**Page text**
In an interview with Sarah Ellis of Inside Soap, Chambers revealed he would depart the serial at the conclusion of his contract in late 2017 due to a prior commitment. He explained that he would be touring with a musical, which disappointed show bosses, but would return to the show at the conclusion of the tour.

==Reception==
In 2006, Tom Chambers was named tenth 'Best Actor' in the BBC Drama awards for his portrayal of the character. He has proven popular with fans of the show, performing well in the annual official fan awards. In 2006 he was named 'Favourite Male' and second 'Favourite Newcomer of Series 8', with the Connie/Sam/Chrissie storyline voted second' Favourite Storyline of Series 8', and his pairing with Connie 'Best Couple of Series 8'. In 2007 he ranked second 'Favourite Male of Series 9', and also 'Favourite All-Time Male'. Connie and Sam were again voted 'Best Couple of Series 9', with Tom Chambers' portrayal of Sam during the birth of their daughter voted fifth 'Best Acting Performance' of the series. Asked to comment on why he thought Sam had proven so popular with viewers, Chambers responded: "No idea! I just try to turn up on time and learn my lines. I love playing Sam and finding different ways of doing things. It's a roller-coaster of emotions and storylines - some are not as easy to manage as others and it's always a challenge to find the most natural and interesting way to deliver."

[Records from a dataset]
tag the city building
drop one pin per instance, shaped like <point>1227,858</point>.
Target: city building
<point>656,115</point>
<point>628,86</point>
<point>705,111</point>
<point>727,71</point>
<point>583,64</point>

**Task A**
In the Tom Chambers text, list every award title given for 2007.
**Task B**
Check each statement against the Tom Chambers text: (i) Chambers took first place for 'Best Actor' in the 2006 BBC Drama awards; (ii) Chambers planned to come back to the show once the tour ended; (iii) the interview about his departure was given to Inside Soap. Answer yes or no for each, quoting the words that decide it.
**Task C**
Write out the Tom Chambers text from "In an interview" down to "of the tour.".
These records were taken from a different source.

**Exercise response A**
- 'Favourite Male of Series 9' (ranked second)
- 'Favourite All-Time Male'
- 'Best Couple of Series 9'
- 'Best Acting Performance' (fifth)

**Exercise response B**
(i) No: "Tom Chambers was named tenth 'Best Actor' in the BBC Drama awards"
(ii) Yes: "would return to the show at the conclusion of the tour"
(iii) Yes: "In an interview with Sarah Ellis of Inside Soap"

**Exercise response C**
In an interview with Sarah Ellis of Inside Soap, Chambers revealed he would depart the serial at the conclusion of his contract in late 2017 due to a prior commitment. He explained that he would be touring with a musical, which disappointed show bosses, but would return to the show at the conclusion of the tour.